* begin Given text *
Core Data Structures

TimeSeriesPoint

The fundamental data structure for time-series data:

pub struct TimeSeriesPoint {
    /// Metric identifier (e.g., "cpu.usage", "sensor.temperature")
    pub metric: String,

    /// Timestamp in milliseconds since Unix epoch (UTC)
    pub timestamp: u64,

    /// Numeric value
    pub value: f64,

    /// Optional dimensional tags for filtering
    pub tags: HashMap<String, String>,
}

TSValue Enum

For mixed-type time-series:

pub enum TSValue {
    Null,              // Missing value
    Integer(i64),      // Integer values
    Float(f64),        // Floating-point values
    Boolean(bool),     // Boolean flags
}

Creating Data Points

// Simple point
let point = TimeSeriesPoint::new(
    "server.cpu_percent",
    1704067200000,  // Timestamp in ms
    75.5,
);

// Point with tags (dimensions)
* end Given text *
• [Exercise set]:
A. In the time-series data structures text, what unit does the timestamp field use?
B. Can you render "The fundamental data structure for time-series data:" from the time-series data structures text in Spanish?
C. Reproduce the time-series data structures text between "Creating Data Points" and "with tags (dimensions)", inclusive.
* begin Material *
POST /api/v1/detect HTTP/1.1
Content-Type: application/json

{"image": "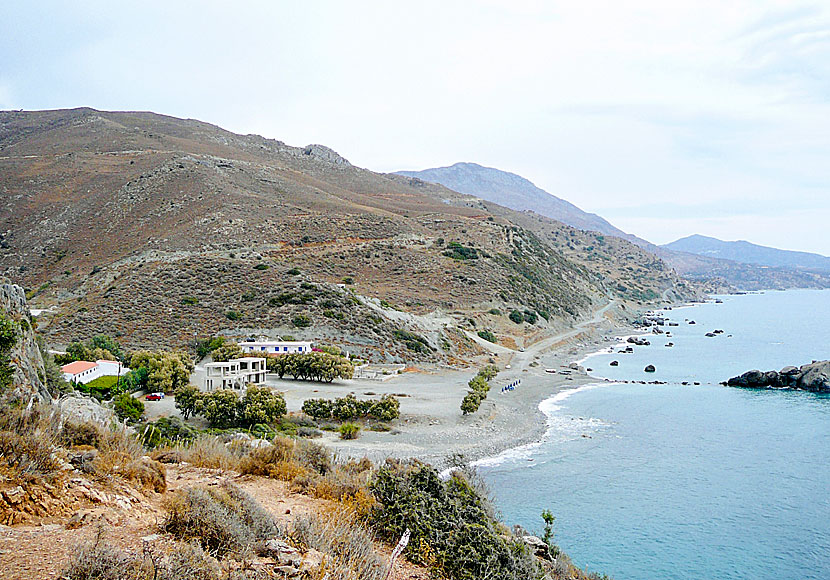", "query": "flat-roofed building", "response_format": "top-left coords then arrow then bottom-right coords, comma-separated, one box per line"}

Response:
202,357 -> 267,394
239,340 -> 311,356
* end Material *
• [Worked answers]:
A. Milliseconds since the Unix epoch (UTC).

B. La estructura de datos fundamental para datos de series temporales:

C.
Creating Data Points

// Simple point
let point = TimeSeriesPoint::new(
    "server.cpu_percent",
    1704067200000,  // Timestamp in ms
    75.5,
);

// Point with tags (dimensions)